**Task**
Continue the passage on Italian ski resorts below, starting after its last sentence.

**Selected passage**
"""
Villages Ortisei, San Cristina, and Selva form one of the best ski resorts in Italy called Val Gardena. A winter sports enthusiast’s paradise located in the heart of the Dolomiti Superski interconnected area, the resort offers a whopping 175 kilometers of slopes that cater to all levels and interests. Once you’ve familiarized yourself with an extensive map of local lifts and slopes get your ski boots on and hit the magnificent pistes all running through some of the most beautiful landscapes in the world. There are myriads of accommodation opportunities across the whole Val Gardena area ranging from budget-friendly boutique hotels to exclusive five-star lodgings. Oh and definitely don’t miss the après ski scene here, it’s among the most vibrant in Italy, especially in Selva.

Sestriere
Sestriere

Sestriere

A staple of the romantically-named Milky Way (or Via Lattea) skiing area between Italy and France, Sestriere is among the best ski resorts in the Western Alps. Its close proximity to Turin makes this town a popular holiday destination that has everything a winter aficionado needs. As a host city of the 2006 Winter Olympic Games Sestiere boasts an incredible variety of slopes and it is conveniently interconnected with the other resorts of the Via Lattea. Downhill lovers should definitely check the iconic ‘Kandahar Banchetta’ World Cup and Olympic course while beginners will be delighted to ski the relaxing Monte Sises slopes. Piedmont delicacies are a must-try in local eateries and Turin is just a little more than an hour away so be sure to explore it too.

Madonna di Campiglio
Madonna di Campiglio

Madonna di Campiglio

Fairytale-like cragged peaks of Brenta Dolomites are a sight to behold, something you have to see to believe. Madonna di Campiglio allows you to stay right in the middle of this spectacular kingdom of stones while enjoying all the perks of Italy’s most favorite ski resorts. The location can’t be better with kilometers of lifts taking you to the variety of slopes around the Brenta Group. Garda Lake and historic Trento are short drives away making for a perfect day trip. Thanks to the diversity of courses, Madonna di Campiglio is considered a prime family winter destination. Expect to see mostly Italians here, the resort is very popular with locals. If you’re into some tasteful adventures, the town has not one but three Michelin-starred restaurants.

San Martino di Castrozza
San Martino di Castrozza

San Martino di Castrozza

With an unbelievable view of the sharp Alpine peaks from every corner, San Martino di Castrozza has been a popular winter resort since its inception back when the Trentino region was a part of the Austro-Hungarian Empire. Today it’s a charming, chalet-filled holiday destination that is quieter and more affordable than its famous Italian resort counterparts. San Martino is ideal for a hassle-free winter getaway without major crowds and in the midst of pure mountain beauty. Still, if you are looking for some snowy action 60 kilometers of slopes and 22 lifts will keep you more than busy catching wind and marveling at the Dolomites.
"""
(Records from a point-labeling set)
"""
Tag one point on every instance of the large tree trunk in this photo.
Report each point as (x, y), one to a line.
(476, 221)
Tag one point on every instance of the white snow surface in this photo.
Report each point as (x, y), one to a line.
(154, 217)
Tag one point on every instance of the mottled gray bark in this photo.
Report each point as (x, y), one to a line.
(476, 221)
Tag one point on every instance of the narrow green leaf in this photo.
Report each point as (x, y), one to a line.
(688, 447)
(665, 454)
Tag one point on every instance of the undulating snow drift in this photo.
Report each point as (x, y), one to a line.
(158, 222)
"""
"""
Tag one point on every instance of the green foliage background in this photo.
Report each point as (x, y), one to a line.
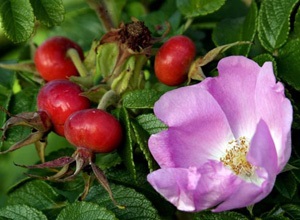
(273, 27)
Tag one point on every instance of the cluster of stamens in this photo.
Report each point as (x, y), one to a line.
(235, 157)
"""
"""
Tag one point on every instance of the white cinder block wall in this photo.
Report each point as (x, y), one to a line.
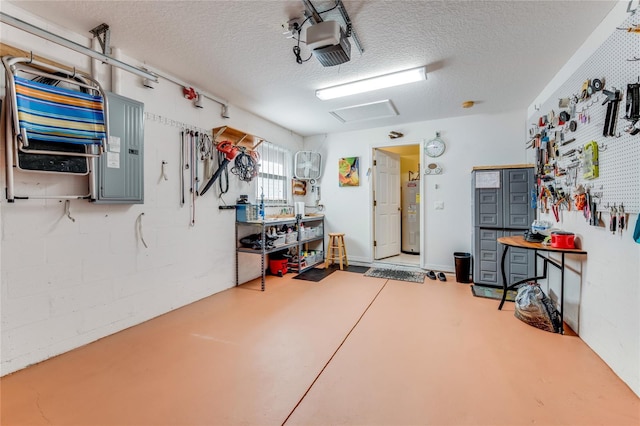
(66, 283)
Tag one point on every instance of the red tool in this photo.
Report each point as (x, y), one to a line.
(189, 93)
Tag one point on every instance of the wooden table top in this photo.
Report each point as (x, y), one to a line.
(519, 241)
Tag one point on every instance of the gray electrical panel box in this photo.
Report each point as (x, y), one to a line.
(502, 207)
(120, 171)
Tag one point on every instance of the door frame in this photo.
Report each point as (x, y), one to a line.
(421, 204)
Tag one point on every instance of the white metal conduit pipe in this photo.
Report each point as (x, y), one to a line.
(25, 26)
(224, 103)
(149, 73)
"""
**The output**
Breuil-Cervinia
Breuil-Cervinia

Breuil-Cervinia

One of the highest ski resorts in Europe, Breuil-Cervinia checks all the boxes when it comes to the superior winter vacation experience. Views come first. You just can’t remain indifferent to the mighty sight of Matterhorn peak towering over the town. Then there are 350 kilometers of skiable area and 24 lifts ensuring smooth slope riding. Cervinia is considered to be the best place in Italian Alps for beginner and intermediate skiers due to the gentle courses. Other activities are represented too, you can hit the rails at the large snowpark, go on a snowshoeing hike, chase powder freeriding, and cross country ski through breathtaking Matterhorn Valley. Another great advantage of Cervinia is the possibility to ski on an actual glacier. The stunning Plateau Rosa offers excellent skiing opportunities both during the winter and the summer.

Alagna Valsesia
Alagna Valsesia

Alagna Valsesia

Are you looking for some advanced-level activities in the Alps? Alagna would be your best pick. For starters, this quaint Piedmontese village is a part of an interconnected Monterosa Ski area that has 180 kilometers of slopes. But the real beacon here are the many challenging opportunities that await adventurers ready to venture further uphill. Alagna is one of the mountaineering centers of the world and a starting point for Margherita hut (Europe’s highest mountain refuge) and many breathtaking peaks of Monte Rosa massif. Also, the village is frequently called the freeriding paradise because of the many great pistes that you can access from here. You will be accompanied by magnificent panoramas of the Alps and don’t forget that we’re in Italy, so a superb food proposition is guaranteed too.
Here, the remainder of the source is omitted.